> **REQUIREMENT 1**: In the passage on the North Korea nuclear talks, reproduce the part starting at "The agreement came" and ending at "official here said.", swapping "chief nuclear negotiator" for "top nuclear envoy".
> **REQUIREMENT 2**:
Answer from the passage on the North Korea nuclear talks:
(a) What post does Wu Dawei hold?
(b) On what date did North Korea announce it possessed nuclear weapons?
(c) To which Chinese communist party official did Kim Jong-Il speak about returning to talks?

> **PASSAGE PROVIDED**:
The agreement came at talks between Chinese Vice Foreign Minister Wu Dawei, Beijing's chief nuclear negotiator in the six-way talks, and South Korean officials, a foreign ministry official here said.

"Noting that North Korea had held one-on-one negotiations with the United States within the framework of six-nation talks, China and South Korea agreed that such a dialogue format is important in future talks," he said.

The meeting between Wu and South Korean officials came amid a flurry of diplomatic activity aimed at bringing North Korea back to the negotiating table.

The Stalinist state on February 10 announced it possessed nuclear weapons and was withdrawing indefinitely from the six-party talks aimed at curbing its nuclear weapons drive.

But North Korea leader Kim Jong-Il later told Chinese communist party official Wang Jiarui that Pyongyang would return to talks if "certain conditions" were met.

"During Wang's trip there, North Korea did not mention any conditions," the official said.

> **EXCERPTED DATA**:
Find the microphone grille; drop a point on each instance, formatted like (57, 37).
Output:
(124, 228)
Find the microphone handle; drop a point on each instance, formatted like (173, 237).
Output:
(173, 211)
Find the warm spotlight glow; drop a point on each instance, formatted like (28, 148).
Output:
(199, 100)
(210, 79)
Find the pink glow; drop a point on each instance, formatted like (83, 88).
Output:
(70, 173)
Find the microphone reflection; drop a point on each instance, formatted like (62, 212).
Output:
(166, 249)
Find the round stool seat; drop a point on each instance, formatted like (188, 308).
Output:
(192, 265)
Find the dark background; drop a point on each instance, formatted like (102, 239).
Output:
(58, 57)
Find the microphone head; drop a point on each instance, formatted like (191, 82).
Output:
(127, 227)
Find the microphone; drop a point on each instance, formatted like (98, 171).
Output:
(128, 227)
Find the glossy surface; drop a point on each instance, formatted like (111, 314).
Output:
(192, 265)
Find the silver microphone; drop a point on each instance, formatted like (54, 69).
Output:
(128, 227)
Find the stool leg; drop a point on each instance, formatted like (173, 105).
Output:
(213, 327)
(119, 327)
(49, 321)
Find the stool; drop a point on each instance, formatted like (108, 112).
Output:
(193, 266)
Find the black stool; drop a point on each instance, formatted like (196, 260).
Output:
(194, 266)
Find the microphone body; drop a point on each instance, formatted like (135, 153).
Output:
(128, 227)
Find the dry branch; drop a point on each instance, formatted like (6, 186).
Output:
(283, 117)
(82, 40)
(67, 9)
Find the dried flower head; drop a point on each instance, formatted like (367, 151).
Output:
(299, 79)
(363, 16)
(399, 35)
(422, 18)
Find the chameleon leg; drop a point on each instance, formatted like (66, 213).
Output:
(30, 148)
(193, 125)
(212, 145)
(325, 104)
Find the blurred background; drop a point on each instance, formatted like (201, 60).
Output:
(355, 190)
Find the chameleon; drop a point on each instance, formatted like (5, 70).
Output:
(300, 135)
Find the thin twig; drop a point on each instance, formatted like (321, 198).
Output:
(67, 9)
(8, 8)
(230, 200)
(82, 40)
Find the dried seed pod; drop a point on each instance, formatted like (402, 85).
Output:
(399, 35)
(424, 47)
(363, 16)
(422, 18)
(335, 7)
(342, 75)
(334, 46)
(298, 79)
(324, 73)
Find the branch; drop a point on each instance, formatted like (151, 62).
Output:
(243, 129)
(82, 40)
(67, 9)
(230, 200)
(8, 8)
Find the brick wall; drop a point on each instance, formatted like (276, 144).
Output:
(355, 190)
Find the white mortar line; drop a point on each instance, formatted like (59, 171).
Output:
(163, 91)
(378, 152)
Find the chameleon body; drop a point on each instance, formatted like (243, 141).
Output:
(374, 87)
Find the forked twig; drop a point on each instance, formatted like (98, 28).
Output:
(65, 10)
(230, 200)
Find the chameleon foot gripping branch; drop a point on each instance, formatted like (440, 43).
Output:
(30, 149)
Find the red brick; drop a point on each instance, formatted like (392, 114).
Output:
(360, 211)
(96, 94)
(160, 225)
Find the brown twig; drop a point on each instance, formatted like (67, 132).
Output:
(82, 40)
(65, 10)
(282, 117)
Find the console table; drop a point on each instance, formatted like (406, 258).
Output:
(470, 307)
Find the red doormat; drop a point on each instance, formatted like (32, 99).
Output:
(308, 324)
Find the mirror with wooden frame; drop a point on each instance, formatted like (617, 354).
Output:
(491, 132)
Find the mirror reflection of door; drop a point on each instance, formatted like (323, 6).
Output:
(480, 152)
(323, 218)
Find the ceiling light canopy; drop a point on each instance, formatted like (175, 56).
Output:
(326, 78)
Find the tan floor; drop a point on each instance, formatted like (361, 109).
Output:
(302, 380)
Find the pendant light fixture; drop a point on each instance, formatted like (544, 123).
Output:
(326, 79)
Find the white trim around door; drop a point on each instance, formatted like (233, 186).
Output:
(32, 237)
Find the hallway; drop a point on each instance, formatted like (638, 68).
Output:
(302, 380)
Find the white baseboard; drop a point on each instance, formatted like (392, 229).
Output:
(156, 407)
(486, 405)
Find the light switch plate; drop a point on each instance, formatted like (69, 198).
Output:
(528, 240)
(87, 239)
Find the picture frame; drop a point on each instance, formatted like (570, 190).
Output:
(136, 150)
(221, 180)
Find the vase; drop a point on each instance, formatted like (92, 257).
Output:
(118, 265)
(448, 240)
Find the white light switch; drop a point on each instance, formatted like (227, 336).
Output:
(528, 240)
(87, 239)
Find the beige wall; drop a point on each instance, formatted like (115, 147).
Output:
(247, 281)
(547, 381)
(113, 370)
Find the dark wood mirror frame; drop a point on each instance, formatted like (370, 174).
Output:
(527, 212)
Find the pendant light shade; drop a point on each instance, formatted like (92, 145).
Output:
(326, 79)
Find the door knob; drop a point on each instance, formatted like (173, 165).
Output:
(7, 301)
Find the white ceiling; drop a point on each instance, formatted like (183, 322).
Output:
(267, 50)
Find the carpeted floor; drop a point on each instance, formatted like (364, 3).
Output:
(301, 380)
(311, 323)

> **TASK RESULT 1**:
The agreement came at talks between Chinese Vice Foreign Minister Wu Dawei, Beijing's top nuclear envoy in the six-way talks, and South Korean officials, a foreign ministry official here said.

> **TASK RESULT 2**:
(a) Chinese Vice Foreign Minister
(b) February 10
(c) Wang Jiarui